- [PROBLEMS TO SOLVE]:
(A) Transcribe the passage of the Cliftonhill stadium text starting at "The dimensions of" and ending at "stock car racing.".
(B) In the Cliftonhill stadium text, condense the paragraph that begins "The Main Stand and paddock" into a short bulleted list that keeps its main facts.
(C) Resume the Cliftonhill stadium text after its final sentence and carry it forward.

- [QUOTED PASSAGE]:

────────────────

During the 1990s it looked likely that Albion Rovers would leave Cliftonhill to share a stadium with local rivals Airdrieonians. However opposition from Rovers fans, the local population and others, saw that move fall through. The club considered other options to sell the ground and build a new stadium elsewhere in the town, but these were not taken forward for a variety of reasons, including an unsympathetic local authority, and the club currently has no plans to leave Cliftonhill. The original floodlighting system came from Cardiff Arms Park, when it was demolished to make way for the Millennium Stadium. In 2006 the front entrance and main stand featured in a UK television advert for Flash. Currently, it contains a club shop which opens one hour prior to home first team matches.

In 2007, Cliftonhill was subject to repeated vandalism.

At the start of the 2016–17 season, Rovers announced a deal with local IT and communications firm Exsel Group that would see the stadium re-branded as the 'Exsel Group Stadium' for at least one season.

==Structure and facilities==
The Main Stand and paddock, and a terracing behind the goal of the 'Airdrie End' of the ground (the latter installed in 2015), are the only parts of the stadium normally available for spectators. The sizeable, partly covered terrace on the opposite side of the main stand is currently closed to all fans. The capacity of the stadium rose to 1,572 when the Airdrie End terracing was installed.

The dimensions of the pitch are 110 × 72 yd.

==Other uses==
In addition to football, Cliftonhill has in the past staged speedway, greyhound racing and stock car racing.

────────────────

- [SUPPLIED RECORDS]:
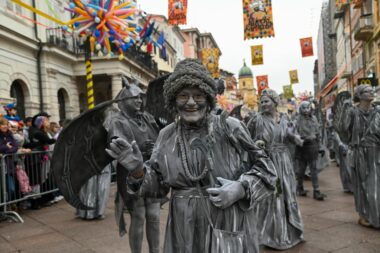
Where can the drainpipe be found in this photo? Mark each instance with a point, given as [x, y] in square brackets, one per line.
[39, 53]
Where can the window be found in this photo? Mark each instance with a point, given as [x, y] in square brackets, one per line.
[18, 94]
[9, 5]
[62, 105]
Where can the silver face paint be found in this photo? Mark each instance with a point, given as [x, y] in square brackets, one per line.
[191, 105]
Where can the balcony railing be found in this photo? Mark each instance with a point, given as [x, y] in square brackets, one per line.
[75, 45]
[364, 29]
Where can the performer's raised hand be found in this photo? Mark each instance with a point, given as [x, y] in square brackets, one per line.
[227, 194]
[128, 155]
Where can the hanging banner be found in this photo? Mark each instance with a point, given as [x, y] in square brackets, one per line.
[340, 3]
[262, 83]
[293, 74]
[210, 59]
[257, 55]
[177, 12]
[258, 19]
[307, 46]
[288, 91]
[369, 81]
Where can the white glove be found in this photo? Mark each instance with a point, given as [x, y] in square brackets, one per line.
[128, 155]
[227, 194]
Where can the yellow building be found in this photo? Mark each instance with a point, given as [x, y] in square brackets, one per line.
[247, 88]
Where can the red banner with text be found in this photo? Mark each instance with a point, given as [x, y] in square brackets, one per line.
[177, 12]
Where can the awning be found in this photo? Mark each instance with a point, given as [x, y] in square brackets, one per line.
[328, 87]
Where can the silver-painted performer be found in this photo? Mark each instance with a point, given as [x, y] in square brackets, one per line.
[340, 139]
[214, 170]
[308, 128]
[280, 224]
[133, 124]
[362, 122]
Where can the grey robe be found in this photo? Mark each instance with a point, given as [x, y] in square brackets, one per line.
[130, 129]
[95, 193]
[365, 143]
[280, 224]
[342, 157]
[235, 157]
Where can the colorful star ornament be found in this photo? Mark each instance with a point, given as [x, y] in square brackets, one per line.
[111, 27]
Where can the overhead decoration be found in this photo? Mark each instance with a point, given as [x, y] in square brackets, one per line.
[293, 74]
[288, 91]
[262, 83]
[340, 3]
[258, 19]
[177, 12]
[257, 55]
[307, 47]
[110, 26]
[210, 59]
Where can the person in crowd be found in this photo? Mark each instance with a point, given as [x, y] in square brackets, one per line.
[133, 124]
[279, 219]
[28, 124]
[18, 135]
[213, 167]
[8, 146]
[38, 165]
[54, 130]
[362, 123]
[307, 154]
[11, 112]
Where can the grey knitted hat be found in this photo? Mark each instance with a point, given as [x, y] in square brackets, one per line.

────────────────

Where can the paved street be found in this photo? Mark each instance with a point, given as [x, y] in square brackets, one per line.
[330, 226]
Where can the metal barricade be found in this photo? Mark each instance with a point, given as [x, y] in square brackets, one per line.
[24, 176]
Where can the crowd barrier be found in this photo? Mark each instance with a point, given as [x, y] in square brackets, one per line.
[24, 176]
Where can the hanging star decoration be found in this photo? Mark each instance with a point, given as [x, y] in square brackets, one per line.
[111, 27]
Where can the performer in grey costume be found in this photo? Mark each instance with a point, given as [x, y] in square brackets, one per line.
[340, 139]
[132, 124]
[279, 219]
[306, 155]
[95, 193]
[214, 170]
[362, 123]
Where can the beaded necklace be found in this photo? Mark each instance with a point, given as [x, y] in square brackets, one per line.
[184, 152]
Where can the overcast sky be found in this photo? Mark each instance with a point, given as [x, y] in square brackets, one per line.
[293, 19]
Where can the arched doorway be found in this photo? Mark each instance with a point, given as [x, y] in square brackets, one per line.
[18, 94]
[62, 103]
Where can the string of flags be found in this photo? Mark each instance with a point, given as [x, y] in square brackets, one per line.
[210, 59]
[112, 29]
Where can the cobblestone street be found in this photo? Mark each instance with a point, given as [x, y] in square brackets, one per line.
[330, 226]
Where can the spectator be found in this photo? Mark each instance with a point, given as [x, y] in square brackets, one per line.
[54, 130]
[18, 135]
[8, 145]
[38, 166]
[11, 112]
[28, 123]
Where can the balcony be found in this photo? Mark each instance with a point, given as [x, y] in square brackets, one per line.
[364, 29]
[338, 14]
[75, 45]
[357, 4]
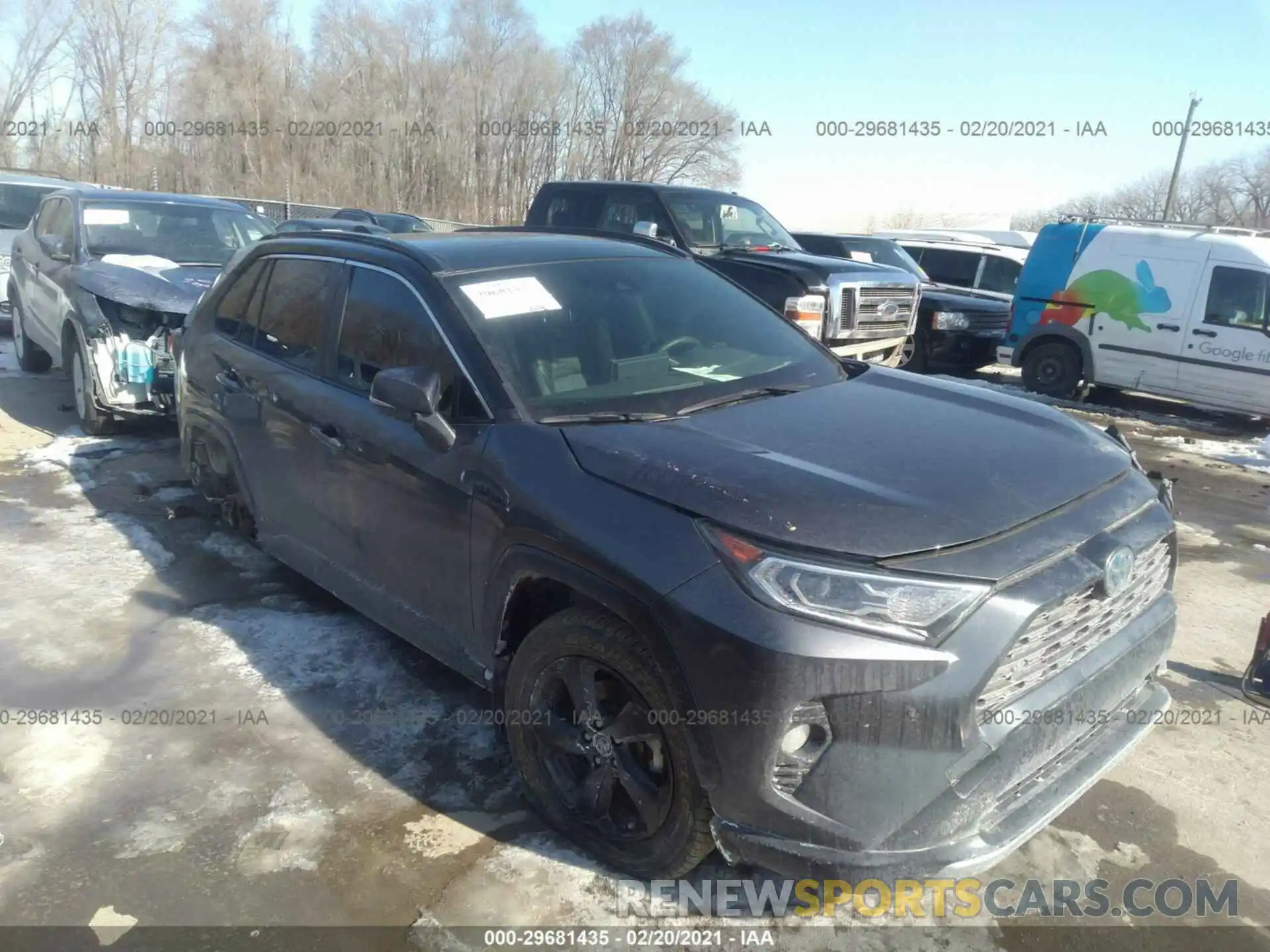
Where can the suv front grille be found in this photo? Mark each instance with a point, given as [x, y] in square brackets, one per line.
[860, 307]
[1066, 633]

────────────────

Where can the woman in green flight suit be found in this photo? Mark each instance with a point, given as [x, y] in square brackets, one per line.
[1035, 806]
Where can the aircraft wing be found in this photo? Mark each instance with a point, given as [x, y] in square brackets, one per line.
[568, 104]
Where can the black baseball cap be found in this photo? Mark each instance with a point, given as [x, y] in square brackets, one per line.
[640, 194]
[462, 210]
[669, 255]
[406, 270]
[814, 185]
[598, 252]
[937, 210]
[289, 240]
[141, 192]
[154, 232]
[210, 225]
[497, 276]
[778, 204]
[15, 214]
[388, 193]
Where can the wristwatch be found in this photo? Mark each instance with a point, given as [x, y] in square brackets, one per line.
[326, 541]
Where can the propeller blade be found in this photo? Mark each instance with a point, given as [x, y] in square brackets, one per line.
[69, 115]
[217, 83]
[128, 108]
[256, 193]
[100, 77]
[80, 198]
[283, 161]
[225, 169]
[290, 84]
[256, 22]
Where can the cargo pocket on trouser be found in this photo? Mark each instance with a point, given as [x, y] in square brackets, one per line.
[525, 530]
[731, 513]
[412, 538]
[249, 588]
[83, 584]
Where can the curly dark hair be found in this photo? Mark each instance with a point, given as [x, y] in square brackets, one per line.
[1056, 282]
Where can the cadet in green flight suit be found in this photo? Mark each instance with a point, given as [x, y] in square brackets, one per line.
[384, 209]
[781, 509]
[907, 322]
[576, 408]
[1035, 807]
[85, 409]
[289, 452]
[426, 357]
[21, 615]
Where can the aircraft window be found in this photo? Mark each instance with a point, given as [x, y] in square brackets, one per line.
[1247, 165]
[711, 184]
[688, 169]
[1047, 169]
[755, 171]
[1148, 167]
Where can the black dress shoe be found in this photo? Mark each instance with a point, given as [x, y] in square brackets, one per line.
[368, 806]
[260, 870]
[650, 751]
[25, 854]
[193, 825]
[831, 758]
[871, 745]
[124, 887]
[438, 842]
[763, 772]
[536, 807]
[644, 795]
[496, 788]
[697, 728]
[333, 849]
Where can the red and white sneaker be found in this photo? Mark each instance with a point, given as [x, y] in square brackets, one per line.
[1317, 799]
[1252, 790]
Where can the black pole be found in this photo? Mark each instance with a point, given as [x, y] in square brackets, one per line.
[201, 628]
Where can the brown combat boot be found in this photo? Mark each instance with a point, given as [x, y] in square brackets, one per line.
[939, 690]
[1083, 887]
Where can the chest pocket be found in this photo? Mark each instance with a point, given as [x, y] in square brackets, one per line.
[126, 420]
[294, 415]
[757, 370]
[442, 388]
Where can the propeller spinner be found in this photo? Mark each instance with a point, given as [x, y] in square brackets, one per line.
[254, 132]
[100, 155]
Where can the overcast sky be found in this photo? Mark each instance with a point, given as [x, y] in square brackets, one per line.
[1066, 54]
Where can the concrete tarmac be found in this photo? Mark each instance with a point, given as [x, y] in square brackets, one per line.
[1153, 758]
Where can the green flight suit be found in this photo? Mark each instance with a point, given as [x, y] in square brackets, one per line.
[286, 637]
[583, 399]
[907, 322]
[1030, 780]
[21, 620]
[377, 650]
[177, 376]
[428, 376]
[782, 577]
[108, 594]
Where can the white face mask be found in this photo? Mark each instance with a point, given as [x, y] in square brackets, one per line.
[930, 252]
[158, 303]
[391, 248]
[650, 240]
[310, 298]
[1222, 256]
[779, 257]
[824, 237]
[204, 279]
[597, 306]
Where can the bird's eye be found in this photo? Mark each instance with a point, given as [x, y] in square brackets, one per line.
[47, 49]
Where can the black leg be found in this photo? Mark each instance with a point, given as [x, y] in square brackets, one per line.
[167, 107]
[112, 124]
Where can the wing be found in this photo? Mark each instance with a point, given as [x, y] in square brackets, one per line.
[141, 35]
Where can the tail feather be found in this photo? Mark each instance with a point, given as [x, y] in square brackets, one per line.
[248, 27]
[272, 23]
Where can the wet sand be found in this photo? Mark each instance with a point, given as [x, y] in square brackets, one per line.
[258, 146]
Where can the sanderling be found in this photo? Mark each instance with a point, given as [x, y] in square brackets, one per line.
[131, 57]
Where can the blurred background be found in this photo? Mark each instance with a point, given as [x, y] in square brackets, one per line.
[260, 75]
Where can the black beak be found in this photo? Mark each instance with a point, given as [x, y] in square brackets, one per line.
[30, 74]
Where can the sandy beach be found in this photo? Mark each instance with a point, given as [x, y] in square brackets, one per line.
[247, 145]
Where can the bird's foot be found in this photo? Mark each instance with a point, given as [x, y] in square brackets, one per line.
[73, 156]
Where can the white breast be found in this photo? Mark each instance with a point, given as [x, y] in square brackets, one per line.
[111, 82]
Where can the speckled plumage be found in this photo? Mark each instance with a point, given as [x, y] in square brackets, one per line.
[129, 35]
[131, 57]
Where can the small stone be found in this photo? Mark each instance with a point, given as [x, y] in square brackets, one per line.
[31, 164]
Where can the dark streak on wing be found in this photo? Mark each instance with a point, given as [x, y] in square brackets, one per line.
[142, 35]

────────────────

- [ANSWER LIST]:
(A)
The dimensions of the pitch are 110 × 72 yd.

==Other uses==
In addition to football, Cliftonhill has in the past staged speedway, greyhound racing and stock car racing.

(B)
- Spectators are normally admitted only to the Main Stand and paddock and to the terracing behind the goal at the Airdrie End, which was installed in 2015.
- The large, partly covered terrace opposite the main stand is closed to all fans.
- The new Airdrie End terracing raised the stadium's capacity to 1,572.

(C)
===Speedway===
The stadium, which had been identified as a potential venue in the 1950s, became the home of Edinburgh Monarchs speedway team in 1968. The renamed Coatbridge Monarchs raced in 1969 but closed when the track licence was sold to Wembley Lions. The stadium hosted Glasgow Tigers from 1973 to mid season 1977 when the promotion moved to Blantyre Greyhound Stadium. The move was prompted by a desire to replace the speedway track with a greyhound track.

The original speedway track was unusual as the bends were laid out on the terracing at either end giving the track extremely banked bends.

===Greyhound racing===
Cliftonhill was first used for greyhound racing on 11 December 1931. The racing was independent (unlicensed) and a greyhound called Song of Love was the first ever winner over 380 yards. The track closed in the mid-fifties before opening again twenty years later during September 1977. The new circumference was 400 metres and race distances were 300, 500 and 700 yards, the main race was the Coatbridge Derby. Greyhound racing ceased for good during 1988.